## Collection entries
^^^^^^^^
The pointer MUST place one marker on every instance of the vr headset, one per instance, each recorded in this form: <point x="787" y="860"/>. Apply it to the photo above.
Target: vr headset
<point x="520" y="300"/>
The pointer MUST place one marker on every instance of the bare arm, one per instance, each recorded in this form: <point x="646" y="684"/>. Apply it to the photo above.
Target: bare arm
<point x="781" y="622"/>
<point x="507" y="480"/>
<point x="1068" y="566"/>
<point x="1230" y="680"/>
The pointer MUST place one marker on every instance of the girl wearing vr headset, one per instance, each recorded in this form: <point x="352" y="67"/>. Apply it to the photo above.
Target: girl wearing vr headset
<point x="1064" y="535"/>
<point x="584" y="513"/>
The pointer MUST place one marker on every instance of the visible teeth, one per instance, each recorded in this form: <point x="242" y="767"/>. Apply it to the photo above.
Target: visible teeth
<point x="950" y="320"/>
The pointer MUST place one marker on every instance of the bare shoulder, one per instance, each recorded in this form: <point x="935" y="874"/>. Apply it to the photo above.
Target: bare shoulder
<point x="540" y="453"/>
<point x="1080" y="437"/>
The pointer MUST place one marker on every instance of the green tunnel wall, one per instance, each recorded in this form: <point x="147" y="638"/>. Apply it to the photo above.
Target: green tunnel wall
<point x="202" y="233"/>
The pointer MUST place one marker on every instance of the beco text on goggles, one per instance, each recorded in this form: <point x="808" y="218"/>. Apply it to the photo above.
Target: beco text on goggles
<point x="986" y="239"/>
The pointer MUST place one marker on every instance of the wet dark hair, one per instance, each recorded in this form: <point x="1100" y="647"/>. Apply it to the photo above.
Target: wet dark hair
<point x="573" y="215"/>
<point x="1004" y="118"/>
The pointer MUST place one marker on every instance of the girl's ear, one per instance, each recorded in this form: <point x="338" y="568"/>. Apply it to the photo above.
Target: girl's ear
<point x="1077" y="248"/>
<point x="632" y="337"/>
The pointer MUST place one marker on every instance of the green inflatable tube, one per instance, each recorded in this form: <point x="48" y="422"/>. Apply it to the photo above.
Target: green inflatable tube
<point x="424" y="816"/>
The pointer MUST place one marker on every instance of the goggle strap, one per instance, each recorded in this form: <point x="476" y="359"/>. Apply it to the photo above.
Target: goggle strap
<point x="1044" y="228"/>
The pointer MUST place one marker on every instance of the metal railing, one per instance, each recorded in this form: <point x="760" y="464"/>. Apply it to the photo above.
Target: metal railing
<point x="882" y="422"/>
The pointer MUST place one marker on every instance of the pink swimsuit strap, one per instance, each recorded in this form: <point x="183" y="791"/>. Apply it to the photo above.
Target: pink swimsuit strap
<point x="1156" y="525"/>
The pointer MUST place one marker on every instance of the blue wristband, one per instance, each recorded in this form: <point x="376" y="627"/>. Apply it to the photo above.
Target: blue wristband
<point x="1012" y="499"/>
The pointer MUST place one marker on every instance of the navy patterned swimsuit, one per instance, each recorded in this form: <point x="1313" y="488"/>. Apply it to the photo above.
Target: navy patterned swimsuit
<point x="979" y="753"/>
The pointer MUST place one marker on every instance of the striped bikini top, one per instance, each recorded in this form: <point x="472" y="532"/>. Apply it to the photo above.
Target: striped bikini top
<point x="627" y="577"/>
^^^^^^^^
## TASK
With both ends included, please retype exactly the lines from the line containing "of the pink" to the final line of the data.

## RESULT OF THIS EXERCISE
The pointer MUST place one marker on every instance of the pink swimsuit strap, one per instance, each recorded in this form: <point x="183" y="791"/>. Apply it to the photo above.
Target: pink swimsuit strap
<point x="1156" y="525"/>
The pointer MUST place one marker on every instance of the blue wristband, one per instance, each recorded in this form: <point x="376" y="627"/>. Apply it to the photo above.
Target: blue wristband
<point x="1012" y="499"/>
The pointer MUST place one marker on every instance of the navy patterned swimsuit, one per instance, each recorded in this form: <point x="1313" y="488"/>. Apply it to the photo above.
Target: navy patterned swimsuit
<point x="979" y="753"/>
The pointer MUST place one marker on every instance of the striped bikini top, one per instance, each recorded in this form: <point x="472" y="532"/>. Apply it to the photo above.
Target: striped bikini top
<point x="627" y="577"/>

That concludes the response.